Saved entries:
------
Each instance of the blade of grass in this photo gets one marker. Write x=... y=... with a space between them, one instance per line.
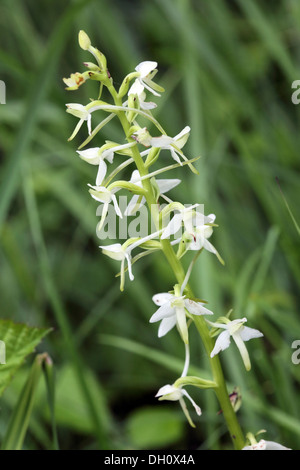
x=58 y=307
x=44 y=77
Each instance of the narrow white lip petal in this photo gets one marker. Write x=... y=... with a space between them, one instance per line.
x=242 y=349
x=196 y=308
x=131 y=276
x=165 y=390
x=136 y=88
x=145 y=67
x=101 y=172
x=173 y=226
x=222 y=342
x=162 y=312
x=166 y=325
x=271 y=445
x=181 y=323
x=163 y=141
x=90 y=155
x=197 y=408
x=166 y=185
x=148 y=105
x=89 y=123
x=182 y=137
x=135 y=177
x=115 y=247
x=133 y=205
x=175 y=156
x=247 y=333
x=116 y=206
x=208 y=246
x=147 y=84
x=162 y=298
------
▶ What you should do:
Only a verbatim transcription of the lines from the one containing "Each instance of the narrow" through the last line of the records counts as the answer.

▶ Task answer:
Each instance of the narrow white lip petal in this photo gets one marker. Write x=... y=... with a space between them, one instance per line.
x=242 y=349
x=196 y=308
x=131 y=276
x=165 y=390
x=136 y=88
x=145 y=67
x=101 y=172
x=173 y=226
x=222 y=342
x=162 y=312
x=166 y=325
x=271 y=445
x=181 y=323
x=163 y=141
x=90 y=155
x=197 y=408
x=166 y=185
x=148 y=105
x=89 y=123
x=182 y=137
x=135 y=177
x=115 y=247
x=133 y=205
x=175 y=156
x=247 y=333
x=116 y=206
x=208 y=246
x=147 y=84
x=162 y=298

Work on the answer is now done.